START MATERIAL PROVIDED
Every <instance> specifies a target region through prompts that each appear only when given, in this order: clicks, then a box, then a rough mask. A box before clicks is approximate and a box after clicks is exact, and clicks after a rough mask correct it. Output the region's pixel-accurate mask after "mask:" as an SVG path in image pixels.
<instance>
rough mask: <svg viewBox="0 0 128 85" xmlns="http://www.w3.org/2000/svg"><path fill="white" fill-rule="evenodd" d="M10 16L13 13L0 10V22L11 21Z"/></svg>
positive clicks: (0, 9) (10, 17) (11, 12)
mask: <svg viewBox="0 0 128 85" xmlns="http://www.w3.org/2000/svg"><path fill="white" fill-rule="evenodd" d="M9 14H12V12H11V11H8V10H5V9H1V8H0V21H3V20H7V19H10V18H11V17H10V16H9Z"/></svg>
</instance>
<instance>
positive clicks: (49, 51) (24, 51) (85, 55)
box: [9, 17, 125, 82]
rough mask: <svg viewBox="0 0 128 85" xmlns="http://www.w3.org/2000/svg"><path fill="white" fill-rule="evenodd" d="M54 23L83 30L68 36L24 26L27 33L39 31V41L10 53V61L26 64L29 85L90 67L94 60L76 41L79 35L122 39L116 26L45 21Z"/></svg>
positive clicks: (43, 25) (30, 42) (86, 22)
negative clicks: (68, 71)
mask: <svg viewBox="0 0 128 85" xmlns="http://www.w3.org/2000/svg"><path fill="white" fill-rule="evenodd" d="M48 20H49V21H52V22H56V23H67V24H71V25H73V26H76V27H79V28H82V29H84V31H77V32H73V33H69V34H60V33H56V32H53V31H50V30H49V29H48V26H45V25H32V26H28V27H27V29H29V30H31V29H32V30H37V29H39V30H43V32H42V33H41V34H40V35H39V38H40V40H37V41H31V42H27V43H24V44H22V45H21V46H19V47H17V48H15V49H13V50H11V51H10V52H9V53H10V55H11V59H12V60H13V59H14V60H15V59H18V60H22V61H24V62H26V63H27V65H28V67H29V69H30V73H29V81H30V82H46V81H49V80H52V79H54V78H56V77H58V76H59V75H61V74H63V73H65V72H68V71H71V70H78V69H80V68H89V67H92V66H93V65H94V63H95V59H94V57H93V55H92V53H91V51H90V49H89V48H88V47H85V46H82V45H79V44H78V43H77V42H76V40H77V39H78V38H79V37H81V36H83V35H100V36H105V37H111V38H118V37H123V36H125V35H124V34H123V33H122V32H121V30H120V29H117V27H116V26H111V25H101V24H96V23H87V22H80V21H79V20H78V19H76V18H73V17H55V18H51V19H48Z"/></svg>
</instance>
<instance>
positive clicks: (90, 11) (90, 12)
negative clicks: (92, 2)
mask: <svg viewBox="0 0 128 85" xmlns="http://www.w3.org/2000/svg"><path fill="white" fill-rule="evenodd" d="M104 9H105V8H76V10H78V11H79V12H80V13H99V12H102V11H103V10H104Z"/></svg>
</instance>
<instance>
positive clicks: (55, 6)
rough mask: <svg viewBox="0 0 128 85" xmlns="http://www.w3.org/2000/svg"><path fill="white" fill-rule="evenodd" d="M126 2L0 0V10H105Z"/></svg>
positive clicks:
END MATERIAL PROVIDED
◆ YOUR INSTRUCTIONS: Please return all of the entries above, exactly and completely.

◆ TASK RESPONSE:
Every <instance> specifies a target region through prompts that each appear only when given, in this order: clicks, then a box, then a rough mask. A box before clicks is approximate and a box after clicks is exact, and clicks after a rough mask correct it. Output the region's pixel-accurate mask after "mask:" as an SVG path in image pixels.
<instance>
rough mask: <svg viewBox="0 0 128 85" xmlns="http://www.w3.org/2000/svg"><path fill="white" fill-rule="evenodd" d="M10 16L13 13L0 10V22L11 21Z"/></svg>
positive clicks: (0, 9) (10, 17) (11, 12)
mask: <svg viewBox="0 0 128 85" xmlns="http://www.w3.org/2000/svg"><path fill="white" fill-rule="evenodd" d="M9 14H12V12H11V11H8V10H5V9H1V8H0V21H3V20H7V19H10V18H11V17H10V16H9Z"/></svg>
</instance>
<instance>
positive clicks: (49, 51) (24, 51) (85, 55)
box: [9, 17, 125, 82]
rough mask: <svg viewBox="0 0 128 85" xmlns="http://www.w3.org/2000/svg"><path fill="white" fill-rule="evenodd" d="M54 23L83 30L68 36L24 26L27 33L39 31V41L10 53V61L26 64L29 85L90 67L94 60L76 41L79 35L122 39L116 26L45 21Z"/></svg>
positive clicks: (43, 25) (30, 42) (86, 22)
negative clicks: (68, 71)
mask: <svg viewBox="0 0 128 85" xmlns="http://www.w3.org/2000/svg"><path fill="white" fill-rule="evenodd" d="M48 20H49V21H52V22H56V23H67V24H71V25H73V26H76V27H79V28H82V29H84V31H77V32H73V33H69V34H60V33H56V32H53V31H50V30H49V29H48V26H45V25H32V26H28V27H27V29H29V30H31V29H32V30H37V29H39V30H43V32H42V33H41V34H40V35H39V38H40V40H37V41H31V42H27V43H24V44H22V45H21V46H19V47H17V48H15V49H13V50H11V51H10V52H9V53H10V55H11V59H12V60H13V59H14V60H15V59H18V60H22V61H24V62H26V63H27V65H28V67H29V69H30V73H29V81H30V82H46V81H49V80H52V79H54V78H56V77H58V76H59V75H61V74H63V73H65V72H68V71H71V70H78V69H80V68H89V67H92V66H93V65H94V63H95V59H94V57H93V55H92V53H91V51H90V49H89V48H88V47H85V46H82V45H79V44H78V43H77V42H76V40H77V39H78V38H79V37H81V36H83V35H100V36H105V37H111V38H118V37H123V36H125V35H124V34H123V33H122V32H121V30H120V29H117V27H116V26H111V25H101V24H96V23H87V22H80V21H79V20H78V19H76V18H73V17H55V18H51V19H48Z"/></svg>
</instance>
<instance>
positive clicks: (90, 11) (90, 12)
negative clicks: (92, 2)
mask: <svg viewBox="0 0 128 85" xmlns="http://www.w3.org/2000/svg"><path fill="white" fill-rule="evenodd" d="M104 9H105V8H76V10H78V11H79V12H80V13H99V12H102V11H103V10H104Z"/></svg>
</instance>
<instance>
positive clicks: (55, 6)
rough mask: <svg viewBox="0 0 128 85" xmlns="http://www.w3.org/2000/svg"><path fill="white" fill-rule="evenodd" d="M126 2L0 0V10H105Z"/></svg>
positive clicks:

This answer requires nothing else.